Background: The logrank test and the Cox proportional hazards model are routinely applied in the design and analysis of randomised controlled trials (RCTs) with time-to-event outcomes. Usually, sample size and power calculations assume proportional hazards (PH) of the treatment effect, i.e. the hazard ratio is constant over the entire follow-up period. If the PH assumption fails, the power of the logrank/Cox test may be reduced, sometimes severely. It is, therefore, important to understand how serious this can become in real trials, and for a proven, alternative test to be available to increase the robustness of the primary test.
Methods: We performed a systematic search to identify relevant articles in four leading medical journals that publish results of phase 3 clinical trials. Altogether, 50 articles satisfied our inclusion criteria. We digitised published Kaplan-Meier curves and created approximations to the original times to event or censoring at the individual patient level. Using the reconstructed data, we tested for non-PH in all 50 trials. We compared the results from the logrank/Cox test with those from the combined test recently proposed by Royston and Parmar.

▸ **DATA FOR REVIEW**:
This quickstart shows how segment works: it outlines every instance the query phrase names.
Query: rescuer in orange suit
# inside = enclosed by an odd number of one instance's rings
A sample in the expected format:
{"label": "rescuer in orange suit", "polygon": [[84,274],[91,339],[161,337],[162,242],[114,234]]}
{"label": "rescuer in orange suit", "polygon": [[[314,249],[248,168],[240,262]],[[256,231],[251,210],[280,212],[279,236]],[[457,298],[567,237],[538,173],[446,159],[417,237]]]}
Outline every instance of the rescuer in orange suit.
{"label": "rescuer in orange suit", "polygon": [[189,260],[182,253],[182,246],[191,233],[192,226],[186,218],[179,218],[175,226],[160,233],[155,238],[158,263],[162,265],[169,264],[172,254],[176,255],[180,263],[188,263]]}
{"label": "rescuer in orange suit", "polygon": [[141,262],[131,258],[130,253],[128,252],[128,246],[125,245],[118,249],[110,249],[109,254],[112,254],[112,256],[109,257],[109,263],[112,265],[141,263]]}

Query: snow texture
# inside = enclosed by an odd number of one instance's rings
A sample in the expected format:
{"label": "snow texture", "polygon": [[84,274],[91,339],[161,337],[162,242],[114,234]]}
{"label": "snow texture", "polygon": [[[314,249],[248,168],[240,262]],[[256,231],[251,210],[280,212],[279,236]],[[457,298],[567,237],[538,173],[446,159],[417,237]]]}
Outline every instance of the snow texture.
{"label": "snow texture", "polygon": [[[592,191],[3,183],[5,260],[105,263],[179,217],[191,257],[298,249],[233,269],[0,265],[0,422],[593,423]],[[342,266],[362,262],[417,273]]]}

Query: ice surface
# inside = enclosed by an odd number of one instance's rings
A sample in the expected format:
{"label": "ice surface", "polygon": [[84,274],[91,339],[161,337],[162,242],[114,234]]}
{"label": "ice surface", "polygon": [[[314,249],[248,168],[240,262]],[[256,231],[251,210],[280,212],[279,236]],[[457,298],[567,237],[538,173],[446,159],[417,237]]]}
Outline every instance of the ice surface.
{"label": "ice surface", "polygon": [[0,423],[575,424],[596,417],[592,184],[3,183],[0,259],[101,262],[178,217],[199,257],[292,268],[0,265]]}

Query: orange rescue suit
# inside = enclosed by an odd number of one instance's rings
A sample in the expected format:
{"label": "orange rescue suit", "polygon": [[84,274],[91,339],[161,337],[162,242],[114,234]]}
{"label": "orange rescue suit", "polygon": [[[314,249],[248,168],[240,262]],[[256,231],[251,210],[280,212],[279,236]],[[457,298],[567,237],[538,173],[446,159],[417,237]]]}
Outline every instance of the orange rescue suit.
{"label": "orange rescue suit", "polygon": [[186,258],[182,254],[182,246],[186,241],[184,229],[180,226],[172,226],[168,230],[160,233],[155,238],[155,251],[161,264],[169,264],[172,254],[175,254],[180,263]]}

▸ **WHAT IS EXPECTED**:
Render this sentence from the abstract on the proportional hazards assumption in Spanish: "We digitised published Kaplan-Meier curves and created approximations to the original times to event or censoring at the individual patient level."

▸ **ANSWER TO THIS PROBLEM**:
Digitalizamos las curvas de Kaplan-Meier publicadas y creamos aproximaciones a los tiempos originales hasta el evento o la censura a nivel de paciente individual.